Ancien élève de Sciences Po Paris, aujourd'hui interne en anesthésie-réanimation et président du syndicat des internes des hôpitaux de Paris, Léonard Corti a dépeint dans un ouvrage paru début avril (« Dans l’enfer de l’hôpital », éditions Robert Laffont) le chaos aux urgences de la Pitié-Salpêtrière durant la première vague de Covid alors qu'il est en stage d'internat. Pour « Le Quotidien », le jeune homme de 31 ans revient sur son parcours iconoclaste et livre son regard sur la campagne électorale à la présidence de la République qui, selon lui, fait l’impasse sur les grands enjeux du système de soins français.
« LE QUOTIDIEN » - Comment passe-t-on de Sciences Po Paris à la médecine ? Quel a été le déclic ?
LÉONARD CORTI - À Sciences Po, j'ai adoré l'enseignement théorique. Mais je ne me retrouvais pas trop dans les métiers qui m'étaient proposés après les études. Je n'étais pas tenté par une carrière administrative ou dans la communication politique… Je voulais donner du sens à ce que je faisais. Le déclic, je l'ai eu pendant une année de césure où je suis parti travailler en Afrique. J'ai réalisé à ce moment que médecine, ça me permettrait de me sentir utile à peu près partout !
Vous racontez dans un livre votre vécu d’interne en pleine crise de Covid. Que retenez-vous de ces évènements ?

Questions:
1: Résumez l'entretien en deux phrases.
2: Selon l'entretien, pourquoi Léonard Corti a-t-il choisi la médecine plutôt que l'un des métiers proposés après Sciences Po ? Répondez en deux phrases au plus.

[Entrées de données enregistrées]
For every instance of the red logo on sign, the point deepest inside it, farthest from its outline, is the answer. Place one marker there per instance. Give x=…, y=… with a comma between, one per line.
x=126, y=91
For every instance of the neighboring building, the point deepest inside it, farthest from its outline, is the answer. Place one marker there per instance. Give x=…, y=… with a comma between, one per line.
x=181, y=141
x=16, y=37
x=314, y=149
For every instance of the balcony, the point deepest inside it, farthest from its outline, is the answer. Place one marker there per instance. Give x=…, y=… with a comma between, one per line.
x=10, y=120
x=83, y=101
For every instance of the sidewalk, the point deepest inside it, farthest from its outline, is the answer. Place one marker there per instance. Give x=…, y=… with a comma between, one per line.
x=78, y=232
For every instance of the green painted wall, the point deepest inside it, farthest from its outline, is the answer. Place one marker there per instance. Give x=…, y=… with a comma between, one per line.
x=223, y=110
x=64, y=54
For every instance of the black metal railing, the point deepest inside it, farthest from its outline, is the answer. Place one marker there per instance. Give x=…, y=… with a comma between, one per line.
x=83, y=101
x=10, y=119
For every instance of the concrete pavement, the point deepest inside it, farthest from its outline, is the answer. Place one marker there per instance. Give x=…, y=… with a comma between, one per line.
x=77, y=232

Réponses:
1: Léonard Corti, ancien élève de Sciences Po Paris devenu interne en anesthésie-réanimation et président du syndicat des internes des hôpitaux de Paris, a décrit dans un livre paru début avril le chaos aux urgences de la Pitié-Salpêtrière pendant la première vague de Covid. Dans l'entretien accordé au « Quotidien », il revient sur son passage à la médecine, décidé lors d'une année de césure en Afrique, et juge que la campagne présidentielle fait l'impasse sur les grands enjeux du système de soins français.

2: Il ne se retrouvait pas dans les métiers proposés après ses études, n'était tenté ni par une carrière administrative ni par la communication politique, et voulait donner du sens à ce qu'il faisait. Pendant une année de césure passée à travailler en Afrique, il a compris que la médecine lui permettrait de se sentir utile à peu près partout.